### [DOCUMENT TEXT]
[Begin]

Pat Cunningham in a Kerbs Special

 “The Kansas Cyclone”

Leonard Kerbs

His Cars and His Racing Team

 

Leonard Kerbs began his racing career at the age of 19 riding an Indian motorcycle in 1914 but moved into a flat-head Motel-T Ford bobtail of his own design in 1915.  By 1917, he and cousin Benny Kerbs had built a faster rocker-arm engine for the car.  Kerbs promptly destroyed that car when he crashed it through a fence at Great Bend, Kansas.

          After World War I, Leonard, Benny, and machinist John Schoeber built two new cars using 16-valve rocker-arm heads cast by Craig-Hunt of Topeka, Kansas that may have been designed by Johnny Mais.  Those heads did not prove to be strong enough so they were replaced by Rajo heads.  Another cousin, Butch Lebsack joined the team to drive the second car which was also a bobtail.

          In 1923, Kerbs reportedly won every race he entered on dirt tracks ranging from half-mile up to two-miles in length and in races ranging from 10 miles up to 100 miles long.

          In the late 1920s, both Kerbs and Lebsack started winding down their driving careers and Sam Hoffman started driving for the Kerbs team.  Jim Pickens also competed in at least one race in a Kerbs-owned car at Winfield, Kansas in the fall of 1928.

          About that same time, Kerbs is rumored to have built the #700 B & B Special for car owner C. O. Bennett of St. Joseph, Missouri.  That supercharged Fronty powered creation was campaigned successfully in the Midwest by another St. Joseph native name Pat Cunningham.

In 1930, Kerbs built a new Kerbs Special fitted with a 16-valve dual-overhead cam Fronty engine.  (Note that a number of Kerbs’ racing cars were known as the “Kerbs Special”.)  The engine in this car had a Wills St. Claire crankshaft with tubular rods, and sported a pair of Winfield carburetors.  The frame was “T” rails with truss rods and the car was painted yellow with blank lettering.  A year later, Kerbs is said to have purchased a special Fronty head for this car from the Chevrolet brothers for $600.  It had been run on Dutch Baumann’s car and differed from most D.O. Frontys as it had cups over the valves.  There was also a #69 Kerbs Special that raced with in Pacific Coast AAA events in California that year but it is unclear who drove that car.  Earl Hovenden raced a Kerbs Special at Ord, Nebraska and one source states that Hovenden drove the car in California too.  A letter from Earl Mansell states that he drove the #K-1 Kerbs Special Fronty “with the cups over the valves” in some California races.

[End]

### [ENTRIES SUPPLIED]
[Begin]

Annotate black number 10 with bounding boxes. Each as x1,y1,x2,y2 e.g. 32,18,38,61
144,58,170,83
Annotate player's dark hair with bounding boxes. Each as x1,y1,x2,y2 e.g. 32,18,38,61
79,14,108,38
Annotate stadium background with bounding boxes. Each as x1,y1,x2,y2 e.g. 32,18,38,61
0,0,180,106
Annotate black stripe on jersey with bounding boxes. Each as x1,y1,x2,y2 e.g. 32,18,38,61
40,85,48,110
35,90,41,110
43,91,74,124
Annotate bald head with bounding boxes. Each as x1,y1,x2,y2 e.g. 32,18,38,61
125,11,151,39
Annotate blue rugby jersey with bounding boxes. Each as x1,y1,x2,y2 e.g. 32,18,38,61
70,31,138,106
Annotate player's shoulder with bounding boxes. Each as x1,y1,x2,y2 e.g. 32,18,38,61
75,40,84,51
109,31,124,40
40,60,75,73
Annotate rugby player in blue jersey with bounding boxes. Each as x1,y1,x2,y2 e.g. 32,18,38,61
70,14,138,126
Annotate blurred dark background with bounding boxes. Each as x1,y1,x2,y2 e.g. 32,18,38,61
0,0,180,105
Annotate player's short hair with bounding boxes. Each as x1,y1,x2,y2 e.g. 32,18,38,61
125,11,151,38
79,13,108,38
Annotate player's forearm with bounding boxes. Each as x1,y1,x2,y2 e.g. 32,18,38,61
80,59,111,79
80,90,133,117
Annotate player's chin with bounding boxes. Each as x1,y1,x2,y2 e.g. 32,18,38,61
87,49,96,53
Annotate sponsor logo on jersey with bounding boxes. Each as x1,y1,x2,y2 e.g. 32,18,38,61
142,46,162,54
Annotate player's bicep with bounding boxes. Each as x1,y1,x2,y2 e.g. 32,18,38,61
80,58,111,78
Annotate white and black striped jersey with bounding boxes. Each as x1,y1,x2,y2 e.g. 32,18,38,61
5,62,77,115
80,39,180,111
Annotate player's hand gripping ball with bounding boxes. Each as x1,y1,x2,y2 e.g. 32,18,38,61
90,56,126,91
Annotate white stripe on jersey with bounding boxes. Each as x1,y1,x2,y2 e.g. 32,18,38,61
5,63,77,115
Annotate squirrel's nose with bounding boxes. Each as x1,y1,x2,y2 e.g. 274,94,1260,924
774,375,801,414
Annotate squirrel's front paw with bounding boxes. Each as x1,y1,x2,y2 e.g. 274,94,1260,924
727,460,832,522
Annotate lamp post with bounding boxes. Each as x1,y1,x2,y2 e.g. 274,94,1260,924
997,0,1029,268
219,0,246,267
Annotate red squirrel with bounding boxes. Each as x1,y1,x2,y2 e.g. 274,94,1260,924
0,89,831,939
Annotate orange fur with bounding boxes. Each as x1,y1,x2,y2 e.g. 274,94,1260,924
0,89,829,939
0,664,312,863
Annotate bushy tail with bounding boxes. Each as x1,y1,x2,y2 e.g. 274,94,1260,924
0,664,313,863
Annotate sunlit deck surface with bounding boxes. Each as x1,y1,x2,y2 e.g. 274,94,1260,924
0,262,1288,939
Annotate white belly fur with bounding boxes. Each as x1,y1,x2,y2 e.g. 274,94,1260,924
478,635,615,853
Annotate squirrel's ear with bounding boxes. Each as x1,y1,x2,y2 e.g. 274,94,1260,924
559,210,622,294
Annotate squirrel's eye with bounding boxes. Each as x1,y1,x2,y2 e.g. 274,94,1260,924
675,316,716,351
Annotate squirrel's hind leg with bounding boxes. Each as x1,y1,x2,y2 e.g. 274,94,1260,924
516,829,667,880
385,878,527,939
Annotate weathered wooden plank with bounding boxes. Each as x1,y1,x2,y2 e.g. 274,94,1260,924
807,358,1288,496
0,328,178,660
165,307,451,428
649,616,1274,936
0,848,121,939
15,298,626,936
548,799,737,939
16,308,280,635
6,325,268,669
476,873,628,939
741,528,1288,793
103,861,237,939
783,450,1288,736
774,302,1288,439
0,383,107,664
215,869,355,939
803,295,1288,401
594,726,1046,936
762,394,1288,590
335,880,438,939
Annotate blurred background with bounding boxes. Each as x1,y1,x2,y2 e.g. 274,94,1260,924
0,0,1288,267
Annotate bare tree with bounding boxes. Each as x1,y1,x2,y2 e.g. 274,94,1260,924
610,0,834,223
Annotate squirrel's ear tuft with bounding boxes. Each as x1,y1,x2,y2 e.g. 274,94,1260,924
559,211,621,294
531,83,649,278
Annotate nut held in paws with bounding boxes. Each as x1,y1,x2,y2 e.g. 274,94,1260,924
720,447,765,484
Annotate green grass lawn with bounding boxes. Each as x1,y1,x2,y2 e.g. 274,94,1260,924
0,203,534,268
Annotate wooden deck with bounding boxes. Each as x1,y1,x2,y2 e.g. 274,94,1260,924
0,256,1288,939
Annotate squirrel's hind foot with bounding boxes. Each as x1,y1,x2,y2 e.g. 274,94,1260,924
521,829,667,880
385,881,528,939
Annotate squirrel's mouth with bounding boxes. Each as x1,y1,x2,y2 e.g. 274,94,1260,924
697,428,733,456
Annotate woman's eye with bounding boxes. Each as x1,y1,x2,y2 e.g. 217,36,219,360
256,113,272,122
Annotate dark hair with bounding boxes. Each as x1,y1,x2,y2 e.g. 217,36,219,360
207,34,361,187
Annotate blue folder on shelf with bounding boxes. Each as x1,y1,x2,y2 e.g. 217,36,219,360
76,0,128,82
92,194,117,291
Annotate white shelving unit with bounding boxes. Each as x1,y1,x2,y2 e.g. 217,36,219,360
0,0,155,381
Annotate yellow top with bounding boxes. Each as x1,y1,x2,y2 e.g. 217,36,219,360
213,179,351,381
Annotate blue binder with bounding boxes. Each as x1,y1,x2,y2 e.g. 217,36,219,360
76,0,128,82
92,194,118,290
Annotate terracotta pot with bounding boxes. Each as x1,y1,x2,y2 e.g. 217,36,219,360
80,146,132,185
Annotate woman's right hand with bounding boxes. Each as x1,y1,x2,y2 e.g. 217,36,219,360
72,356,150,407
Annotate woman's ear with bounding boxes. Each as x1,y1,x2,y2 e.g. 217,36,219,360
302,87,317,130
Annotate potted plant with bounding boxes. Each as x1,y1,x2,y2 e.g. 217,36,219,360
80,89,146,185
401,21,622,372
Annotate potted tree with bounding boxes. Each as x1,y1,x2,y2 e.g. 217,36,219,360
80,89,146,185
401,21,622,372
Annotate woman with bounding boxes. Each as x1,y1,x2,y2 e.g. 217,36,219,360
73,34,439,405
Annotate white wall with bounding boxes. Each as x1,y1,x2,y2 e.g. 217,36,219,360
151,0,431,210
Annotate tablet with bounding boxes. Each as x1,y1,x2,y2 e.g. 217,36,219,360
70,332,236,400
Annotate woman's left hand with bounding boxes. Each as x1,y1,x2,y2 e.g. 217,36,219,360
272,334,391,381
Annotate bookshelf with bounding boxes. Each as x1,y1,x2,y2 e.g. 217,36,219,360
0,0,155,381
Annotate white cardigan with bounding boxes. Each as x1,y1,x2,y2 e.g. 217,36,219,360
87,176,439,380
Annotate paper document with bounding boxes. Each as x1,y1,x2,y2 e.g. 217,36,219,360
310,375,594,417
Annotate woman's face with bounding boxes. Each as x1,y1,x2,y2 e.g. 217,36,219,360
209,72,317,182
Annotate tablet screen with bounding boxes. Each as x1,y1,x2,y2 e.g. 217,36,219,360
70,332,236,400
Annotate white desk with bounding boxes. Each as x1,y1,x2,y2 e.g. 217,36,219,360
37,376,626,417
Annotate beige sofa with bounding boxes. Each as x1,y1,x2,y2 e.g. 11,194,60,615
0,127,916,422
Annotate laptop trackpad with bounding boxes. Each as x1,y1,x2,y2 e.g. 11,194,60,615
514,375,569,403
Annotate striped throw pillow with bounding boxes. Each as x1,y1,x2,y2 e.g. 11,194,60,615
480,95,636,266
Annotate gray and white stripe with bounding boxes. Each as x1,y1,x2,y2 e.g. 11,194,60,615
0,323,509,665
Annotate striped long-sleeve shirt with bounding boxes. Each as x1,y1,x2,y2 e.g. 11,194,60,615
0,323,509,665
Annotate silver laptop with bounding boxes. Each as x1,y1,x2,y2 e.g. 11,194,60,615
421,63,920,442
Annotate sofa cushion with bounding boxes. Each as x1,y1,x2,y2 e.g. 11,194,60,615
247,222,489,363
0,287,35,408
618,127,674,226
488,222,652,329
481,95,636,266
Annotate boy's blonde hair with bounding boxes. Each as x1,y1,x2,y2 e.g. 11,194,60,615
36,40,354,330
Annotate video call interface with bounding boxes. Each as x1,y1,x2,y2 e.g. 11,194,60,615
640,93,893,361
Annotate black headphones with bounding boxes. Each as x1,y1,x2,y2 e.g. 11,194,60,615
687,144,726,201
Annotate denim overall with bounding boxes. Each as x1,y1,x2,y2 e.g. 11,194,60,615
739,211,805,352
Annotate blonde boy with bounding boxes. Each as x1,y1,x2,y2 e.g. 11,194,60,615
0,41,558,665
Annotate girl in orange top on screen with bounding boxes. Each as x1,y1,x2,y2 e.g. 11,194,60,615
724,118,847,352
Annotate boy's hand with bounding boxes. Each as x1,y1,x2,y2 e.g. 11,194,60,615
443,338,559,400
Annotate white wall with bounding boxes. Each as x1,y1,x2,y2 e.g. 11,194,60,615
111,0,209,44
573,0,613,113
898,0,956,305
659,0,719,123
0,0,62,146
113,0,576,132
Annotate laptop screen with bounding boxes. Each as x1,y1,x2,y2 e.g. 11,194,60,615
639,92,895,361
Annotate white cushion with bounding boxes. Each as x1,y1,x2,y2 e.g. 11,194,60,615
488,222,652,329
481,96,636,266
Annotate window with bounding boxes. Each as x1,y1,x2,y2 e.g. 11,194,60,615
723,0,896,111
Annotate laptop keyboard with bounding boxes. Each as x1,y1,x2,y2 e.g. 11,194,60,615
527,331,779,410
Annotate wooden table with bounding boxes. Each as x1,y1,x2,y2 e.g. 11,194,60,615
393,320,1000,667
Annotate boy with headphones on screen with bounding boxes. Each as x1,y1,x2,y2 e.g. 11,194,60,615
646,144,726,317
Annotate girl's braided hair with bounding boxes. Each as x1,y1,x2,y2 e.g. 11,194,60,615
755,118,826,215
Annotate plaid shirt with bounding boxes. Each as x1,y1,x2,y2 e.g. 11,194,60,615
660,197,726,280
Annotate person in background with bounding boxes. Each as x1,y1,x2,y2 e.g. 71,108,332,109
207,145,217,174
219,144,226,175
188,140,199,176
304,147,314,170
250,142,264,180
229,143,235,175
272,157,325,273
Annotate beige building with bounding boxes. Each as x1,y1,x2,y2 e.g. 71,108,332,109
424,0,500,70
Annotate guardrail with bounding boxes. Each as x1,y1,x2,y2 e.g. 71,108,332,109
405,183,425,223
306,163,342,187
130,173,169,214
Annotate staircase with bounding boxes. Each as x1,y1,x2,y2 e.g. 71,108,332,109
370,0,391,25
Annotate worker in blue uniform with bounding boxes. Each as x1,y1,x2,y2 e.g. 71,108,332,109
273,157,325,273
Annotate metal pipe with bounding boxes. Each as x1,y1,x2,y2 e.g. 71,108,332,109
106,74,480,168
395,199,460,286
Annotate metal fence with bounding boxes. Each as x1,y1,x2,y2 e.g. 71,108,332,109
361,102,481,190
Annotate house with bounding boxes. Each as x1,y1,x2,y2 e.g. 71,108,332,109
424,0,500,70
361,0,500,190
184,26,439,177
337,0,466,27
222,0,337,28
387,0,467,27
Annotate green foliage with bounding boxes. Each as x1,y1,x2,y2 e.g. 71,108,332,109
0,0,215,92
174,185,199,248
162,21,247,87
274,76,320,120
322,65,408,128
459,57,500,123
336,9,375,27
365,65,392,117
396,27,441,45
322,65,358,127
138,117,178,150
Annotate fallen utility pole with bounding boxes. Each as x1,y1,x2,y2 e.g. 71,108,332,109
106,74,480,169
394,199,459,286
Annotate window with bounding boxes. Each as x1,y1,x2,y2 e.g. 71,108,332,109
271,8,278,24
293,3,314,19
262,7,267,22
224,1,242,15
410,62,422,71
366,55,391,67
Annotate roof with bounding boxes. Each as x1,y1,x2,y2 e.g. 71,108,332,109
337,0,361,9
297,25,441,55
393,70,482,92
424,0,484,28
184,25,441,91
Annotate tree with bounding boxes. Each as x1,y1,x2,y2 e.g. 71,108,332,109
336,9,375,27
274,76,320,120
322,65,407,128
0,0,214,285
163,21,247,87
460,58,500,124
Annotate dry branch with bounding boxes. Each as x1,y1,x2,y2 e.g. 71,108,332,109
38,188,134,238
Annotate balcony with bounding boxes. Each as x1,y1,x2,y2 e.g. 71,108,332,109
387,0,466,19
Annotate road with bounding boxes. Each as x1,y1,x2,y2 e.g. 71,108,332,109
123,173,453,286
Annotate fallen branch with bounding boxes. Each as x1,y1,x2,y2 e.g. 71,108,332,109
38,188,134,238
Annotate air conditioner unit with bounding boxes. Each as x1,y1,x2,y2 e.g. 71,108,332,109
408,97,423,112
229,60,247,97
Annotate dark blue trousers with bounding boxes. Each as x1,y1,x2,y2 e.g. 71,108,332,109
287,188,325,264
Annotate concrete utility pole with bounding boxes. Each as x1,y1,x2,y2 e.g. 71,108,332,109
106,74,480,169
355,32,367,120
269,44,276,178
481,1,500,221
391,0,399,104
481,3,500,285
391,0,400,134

[End]

### [WORK INSTRUCTIONS]
Continue the account of Leonard Kerbs and his racing team from the point where it stops.

### [SOLVED EXERCISE]
After the birth of a son in 1930, Kerbs retired from driving and Sam Hoffman of Sioux City, Iowa assumed the driving duties in the Kerbs Special in the Midwest.  Hoffman heavily damaged the car in a crash at Ord, Nebraska on August 26th of that year but stayed on to have a very successful year with Kerbs in 1931.

Pat Cunningham became the driver of the Kerbs Special late in 1931 and they traveled more racing occasionally with IMCA and as far away as Phoenix, Arizona and Neal’s Speedway in San Diego, California.  Herb Balmer drove the K-1 car at least once at San Diego's Silverlake Speedway.  Herb’s brother, Everett Balmer also drove the K-1 at San Diego.

Kerbs sold the Fronty to R. W. Caldwell of San Diego while it was in California in 1932.  Caldwell later offered the car for sale but it is unknown if he was able to sell it or not.  It is believed that car remained in California for the rest of its days.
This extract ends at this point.